# Instructions to follow
Copy out every line of the items below, requests included, and add -129 to each box coordinate in the answers. Leave the numbers in the requests and their sample format unchanged.

# Source data
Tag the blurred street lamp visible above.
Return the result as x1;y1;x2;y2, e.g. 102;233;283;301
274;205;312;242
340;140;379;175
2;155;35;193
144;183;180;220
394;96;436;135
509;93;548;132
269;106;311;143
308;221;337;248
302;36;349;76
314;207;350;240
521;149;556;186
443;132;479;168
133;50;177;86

# Completed task
Tag the blurred street lamp visible above.
Return the result as x1;y1;x2;y2, e.g. 102;233;283;301
145;76;183;113
211;11;250;46
-127;26;-94;64
15;54;51;91
265;-33;307;6
380;-36;419;3
140;-23;182;14
179;92;208;119
173;-93;220;-53
185;78;221;111
392;20;427;57
314;3;350;39
4;-79;48;-43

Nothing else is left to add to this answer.